[Data shown — start]

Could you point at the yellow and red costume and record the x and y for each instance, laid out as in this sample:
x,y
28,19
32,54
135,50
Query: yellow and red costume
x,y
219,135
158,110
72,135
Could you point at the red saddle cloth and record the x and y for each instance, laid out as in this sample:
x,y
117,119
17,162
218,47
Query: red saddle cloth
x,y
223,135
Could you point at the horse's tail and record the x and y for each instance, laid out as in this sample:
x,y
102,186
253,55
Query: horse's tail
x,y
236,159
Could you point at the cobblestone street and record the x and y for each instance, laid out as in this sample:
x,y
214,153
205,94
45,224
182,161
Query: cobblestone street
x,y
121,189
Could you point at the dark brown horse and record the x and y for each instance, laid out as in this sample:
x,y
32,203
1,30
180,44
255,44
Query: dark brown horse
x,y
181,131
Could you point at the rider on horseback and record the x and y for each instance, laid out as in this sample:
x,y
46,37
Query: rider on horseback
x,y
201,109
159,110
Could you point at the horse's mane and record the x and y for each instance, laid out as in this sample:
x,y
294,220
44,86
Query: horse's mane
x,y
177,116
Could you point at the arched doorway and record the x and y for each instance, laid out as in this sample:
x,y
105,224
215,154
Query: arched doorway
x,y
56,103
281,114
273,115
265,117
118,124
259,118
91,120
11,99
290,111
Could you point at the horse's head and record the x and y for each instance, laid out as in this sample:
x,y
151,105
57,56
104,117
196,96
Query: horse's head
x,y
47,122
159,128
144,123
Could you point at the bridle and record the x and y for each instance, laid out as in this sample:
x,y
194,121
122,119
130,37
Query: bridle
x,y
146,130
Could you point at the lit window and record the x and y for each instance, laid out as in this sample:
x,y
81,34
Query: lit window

[Data shown — finish]

Copy each line from the entries above that has the word "window" in it.

» **Output**:
Could you point at the lit window and record the x and y for each instance, laid out as in this sample:
Query: lit window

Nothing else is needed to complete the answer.